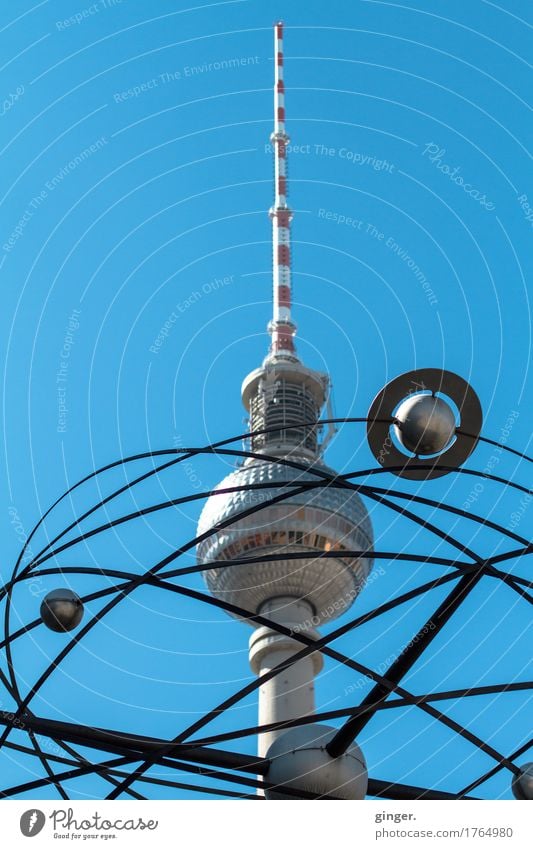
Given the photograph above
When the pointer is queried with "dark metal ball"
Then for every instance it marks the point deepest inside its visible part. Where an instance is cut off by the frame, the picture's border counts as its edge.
(426, 424)
(61, 610)
(523, 784)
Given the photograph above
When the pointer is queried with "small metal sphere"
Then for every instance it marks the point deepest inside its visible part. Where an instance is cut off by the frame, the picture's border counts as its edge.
(299, 761)
(61, 610)
(426, 424)
(523, 784)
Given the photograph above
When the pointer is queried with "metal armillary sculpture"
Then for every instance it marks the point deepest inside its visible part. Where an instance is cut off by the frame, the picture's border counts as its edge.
(286, 545)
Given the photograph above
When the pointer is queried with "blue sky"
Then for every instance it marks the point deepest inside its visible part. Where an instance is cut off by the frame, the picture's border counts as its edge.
(135, 185)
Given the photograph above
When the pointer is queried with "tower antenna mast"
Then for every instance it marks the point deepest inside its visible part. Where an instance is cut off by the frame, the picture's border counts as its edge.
(281, 328)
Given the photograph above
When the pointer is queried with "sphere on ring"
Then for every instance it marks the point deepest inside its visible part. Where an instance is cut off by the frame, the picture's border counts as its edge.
(425, 424)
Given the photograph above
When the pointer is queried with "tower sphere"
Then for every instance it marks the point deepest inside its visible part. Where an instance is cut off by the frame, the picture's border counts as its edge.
(61, 610)
(523, 783)
(299, 761)
(426, 424)
(321, 519)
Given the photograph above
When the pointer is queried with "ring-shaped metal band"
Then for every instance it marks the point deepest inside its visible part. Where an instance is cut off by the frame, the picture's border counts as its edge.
(437, 381)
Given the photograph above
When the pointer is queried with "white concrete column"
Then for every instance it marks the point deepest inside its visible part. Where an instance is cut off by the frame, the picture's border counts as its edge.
(291, 693)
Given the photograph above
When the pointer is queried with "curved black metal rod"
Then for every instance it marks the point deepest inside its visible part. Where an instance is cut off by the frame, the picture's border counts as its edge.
(324, 716)
(184, 454)
(37, 751)
(485, 777)
(264, 457)
(336, 481)
(157, 581)
(508, 579)
(259, 507)
(139, 580)
(380, 470)
(316, 645)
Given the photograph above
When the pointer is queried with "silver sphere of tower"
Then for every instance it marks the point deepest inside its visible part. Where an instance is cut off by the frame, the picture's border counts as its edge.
(325, 518)
(300, 762)
(426, 424)
(61, 610)
(522, 785)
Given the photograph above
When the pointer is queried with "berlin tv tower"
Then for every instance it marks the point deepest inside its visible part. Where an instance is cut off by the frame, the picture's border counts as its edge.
(282, 396)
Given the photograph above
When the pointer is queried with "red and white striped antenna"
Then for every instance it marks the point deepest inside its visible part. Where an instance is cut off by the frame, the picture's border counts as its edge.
(281, 328)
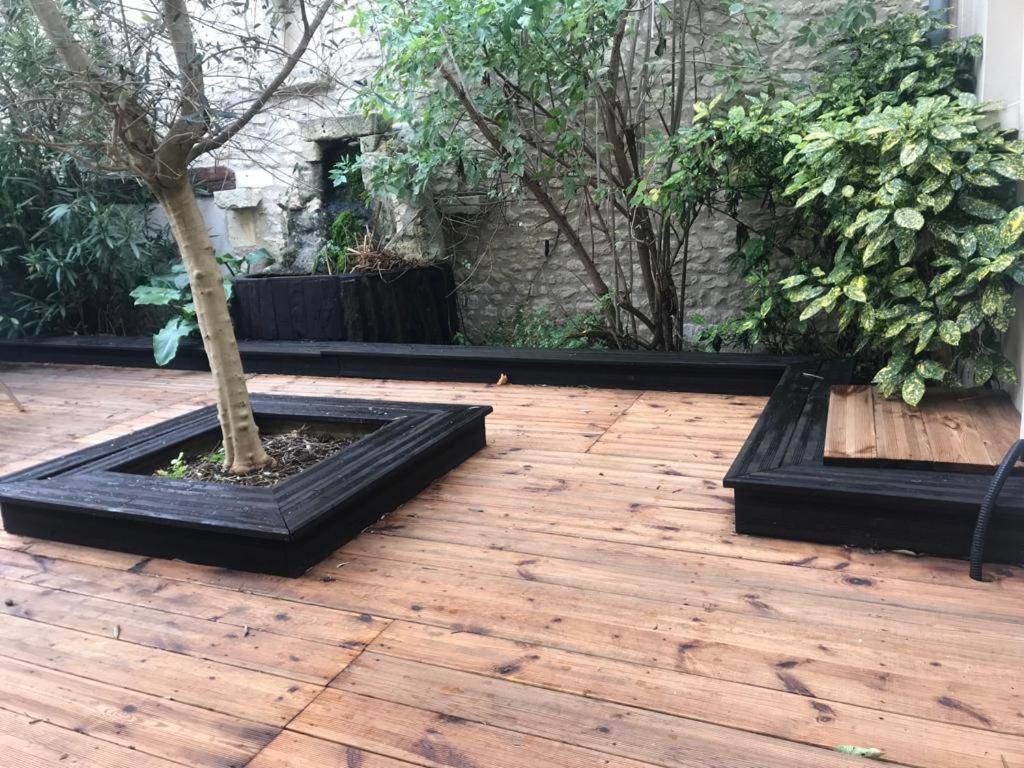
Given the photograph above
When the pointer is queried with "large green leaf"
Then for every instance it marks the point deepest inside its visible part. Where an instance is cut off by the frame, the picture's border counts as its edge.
(856, 289)
(949, 332)
(155, 295)
(909, 218)
(911, 153)
(980, 208)
(1012, 227)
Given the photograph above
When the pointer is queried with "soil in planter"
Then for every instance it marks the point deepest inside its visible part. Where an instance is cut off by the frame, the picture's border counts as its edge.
(294, 452)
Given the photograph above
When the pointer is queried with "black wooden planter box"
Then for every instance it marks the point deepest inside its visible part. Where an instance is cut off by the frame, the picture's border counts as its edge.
(783, 489)
(415, 306)
(107, 497)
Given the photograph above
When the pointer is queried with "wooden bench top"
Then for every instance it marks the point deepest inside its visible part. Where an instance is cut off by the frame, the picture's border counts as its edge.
(957, 429)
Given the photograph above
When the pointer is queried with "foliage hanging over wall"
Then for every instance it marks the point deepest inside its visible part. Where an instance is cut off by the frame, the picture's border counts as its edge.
(888, 201)
(561, 102)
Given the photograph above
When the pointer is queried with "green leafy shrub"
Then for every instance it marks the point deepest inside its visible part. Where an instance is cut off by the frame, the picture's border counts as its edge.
(71, 249)
(173, 292)
(887, 225)
(73, 241)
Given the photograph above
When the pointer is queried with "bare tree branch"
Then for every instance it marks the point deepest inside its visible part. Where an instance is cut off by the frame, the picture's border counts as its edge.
(225, 135)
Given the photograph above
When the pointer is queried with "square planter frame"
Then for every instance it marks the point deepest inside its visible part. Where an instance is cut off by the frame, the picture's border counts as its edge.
(91, 497)
(783, 488)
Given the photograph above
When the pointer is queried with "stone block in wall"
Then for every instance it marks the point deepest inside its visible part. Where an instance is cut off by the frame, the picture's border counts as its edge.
(349, 126)
(242, 198)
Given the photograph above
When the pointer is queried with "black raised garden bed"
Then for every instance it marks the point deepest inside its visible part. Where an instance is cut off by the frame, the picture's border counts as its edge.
(416, 306)
(105, 496)
(674, 372)
(784, 489)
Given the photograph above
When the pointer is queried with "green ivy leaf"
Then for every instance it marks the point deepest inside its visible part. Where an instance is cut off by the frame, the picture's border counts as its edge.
(1012, 227)
(909, 218)
(911, 153)
(859, 752)
(1010, 166)
(931, 370)
(165, 342)
(856, 289)
(993, 299)
(804, 293)
(824, 302)
(983, 370)
(155, 295)
(970, 317)
(949, 332)
(981, 209)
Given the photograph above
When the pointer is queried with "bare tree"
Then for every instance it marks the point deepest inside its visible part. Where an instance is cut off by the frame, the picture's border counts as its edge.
(145, 73)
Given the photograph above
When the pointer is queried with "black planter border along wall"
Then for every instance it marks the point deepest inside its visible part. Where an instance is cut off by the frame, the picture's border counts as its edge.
(783, 489)
(88, 497)
(416, 305)
(672, 372)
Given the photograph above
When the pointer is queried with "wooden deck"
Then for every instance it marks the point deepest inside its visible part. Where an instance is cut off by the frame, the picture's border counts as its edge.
(571, 596)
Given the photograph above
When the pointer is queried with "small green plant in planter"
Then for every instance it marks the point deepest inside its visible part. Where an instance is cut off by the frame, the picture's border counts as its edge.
(538, 328)
(345, 233)
(172, 291)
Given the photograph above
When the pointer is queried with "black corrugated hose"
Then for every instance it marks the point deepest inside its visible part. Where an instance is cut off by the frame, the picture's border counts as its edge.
(987, 505)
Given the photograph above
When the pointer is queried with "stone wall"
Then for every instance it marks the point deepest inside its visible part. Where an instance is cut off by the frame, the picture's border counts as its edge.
(506, 256)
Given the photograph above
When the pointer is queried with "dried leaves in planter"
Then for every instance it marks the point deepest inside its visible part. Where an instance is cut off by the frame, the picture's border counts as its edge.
(293, 452)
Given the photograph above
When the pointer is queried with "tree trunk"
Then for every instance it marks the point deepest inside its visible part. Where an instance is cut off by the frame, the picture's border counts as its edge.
(243, 450)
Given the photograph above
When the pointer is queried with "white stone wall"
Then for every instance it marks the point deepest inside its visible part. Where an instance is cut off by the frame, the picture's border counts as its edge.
(1000, 78)
(505, 257)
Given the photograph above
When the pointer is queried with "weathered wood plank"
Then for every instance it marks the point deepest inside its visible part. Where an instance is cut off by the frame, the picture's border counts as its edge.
(966, 429)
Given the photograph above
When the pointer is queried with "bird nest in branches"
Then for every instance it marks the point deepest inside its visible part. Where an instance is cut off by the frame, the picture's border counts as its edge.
(370, 256)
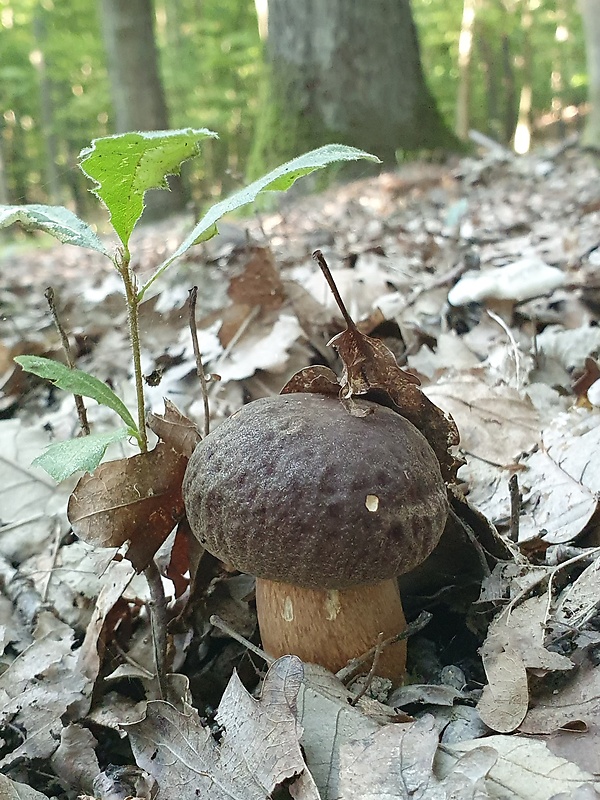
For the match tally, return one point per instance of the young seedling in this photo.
(136, 499)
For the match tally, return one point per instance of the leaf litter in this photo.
(507, 668)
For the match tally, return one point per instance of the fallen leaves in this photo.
(258, 751)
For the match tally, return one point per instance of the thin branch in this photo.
(353, 667)
(79, 404)
(372, 671)
(219, 623)
(198, 356)
(515, 507)
(158, 623)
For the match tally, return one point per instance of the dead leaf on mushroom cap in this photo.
(370, 365)
(137, 499)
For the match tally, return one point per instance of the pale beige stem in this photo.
(332, 626)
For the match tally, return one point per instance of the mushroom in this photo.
(326, 508)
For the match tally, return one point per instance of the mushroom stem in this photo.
(331, 626)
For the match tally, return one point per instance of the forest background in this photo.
(525, 76)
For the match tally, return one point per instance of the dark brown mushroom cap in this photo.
(293, 488)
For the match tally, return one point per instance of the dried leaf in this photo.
(12, 790)
(258, 750)
(397, 762)
(260, 283)
(505, 698)
(136, 499)
(525, 769)
(370, 365)
(41, 690)
(175, 429)
(496, 424)
(320, 380)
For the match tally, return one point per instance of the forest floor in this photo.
(483, 278)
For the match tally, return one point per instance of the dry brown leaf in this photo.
(571, 717)
(12, 790)
(75, 761)
(496, 424)
(525, 769)
(258, 749)
(41, 690)
(505, 698)
(556, 506)
(397, 762)
(135, 499)
(370, 365)
(115, 580)
(318, 379)
(175, 429)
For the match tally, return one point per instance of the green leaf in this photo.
(125, 166)
(78, 382)
(74, 455)
(55, 220)
(278, 180)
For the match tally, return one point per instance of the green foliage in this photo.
(62, 459)
(78, 382)
(278, 180)
(124, 167)
(55, 220)
(498, 67)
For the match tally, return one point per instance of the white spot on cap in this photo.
(332, 604)
(372, 502)
(288, 610)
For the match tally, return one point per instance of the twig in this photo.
(158, 623)
(513, 344)
(347, 673)
(79, 404)
(473, 539)
(320, 259)
(198, 356)
(371, 675)
(219, 623)
(515, 507)
(21, 592)
(54, 556)
(245, 324)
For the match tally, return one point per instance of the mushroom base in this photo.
(331, 626)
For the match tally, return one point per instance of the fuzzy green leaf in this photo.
(75, 455)
(78, 382)
(55, 220)
(277, 180)
(125, 166)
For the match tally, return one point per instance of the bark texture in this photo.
(344, 71)
(137, 92)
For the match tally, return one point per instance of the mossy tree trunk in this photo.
(136, 87)
(344, 71)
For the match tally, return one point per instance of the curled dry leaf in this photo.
(258, 750)
(505, 698)
(370, 365)
(397, 762)
(175, 429)
(134, 499)
(319, 380)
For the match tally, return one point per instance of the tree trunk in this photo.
(136, 87)
(590, 10)
(341, 71)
▬▬▬▬▬▬▬▬▬▬
Directions for this task >> Give again, word for word, every line from the one holding "the green leaf in this photo." to the end of the data.

Task answer >>
For the match tally, return one point per instance of the green leaf in this photo.
(125, 166)
(78, 382)
(74, 455)
(55, 220)
(278, 180)
For the match tally, return one point per instance of the green foliage in this photo.
(62, 459)
(78, 382)
(278, 180)
(124, 167)
(55, 220)
(498, 67)
For the match tally, return one point per instance of the white spot on cap in this photo.
(332, 604)
(372, 502)
(288, 610)
For the match tally, return one point per instance of the twig in this photo.
(158, 623)
(513, 344)
(347, 673)
(79, 404)
(473, 539)
(320, 259)
(198, 356)
(371, 675)
(219, 623)
(515, 507)
(21, 592)
(54, 556)
(245, 324)
For the match tally, return one point per instance of the mushroom base in this photo.
(331, 626)
For the match tally, return one point per instance of the fuzzy green leaf in this photo.
(75, 455)
(78, 382)
(55, 220)
(277, 180)
(125, 166)
For the match tally, return one point per instance of the bark texture in this photo.
(344, 71)
(137, 92)
For the match tally, return one point per instance of the mossy tree trunk in this photo.
(136, 87)
(344, 71)
For the match tally, return one point per instance of the curled dry leaf in this photo.
(258, 750)
(505, 698)
(370, 365)
(397, 762)
(175, 429)
(134, 499)
(319, 380)
For the match tally, return one point per instance of the tree trunk in this photo.
(136, 87)
(590, 10)
(341, 71)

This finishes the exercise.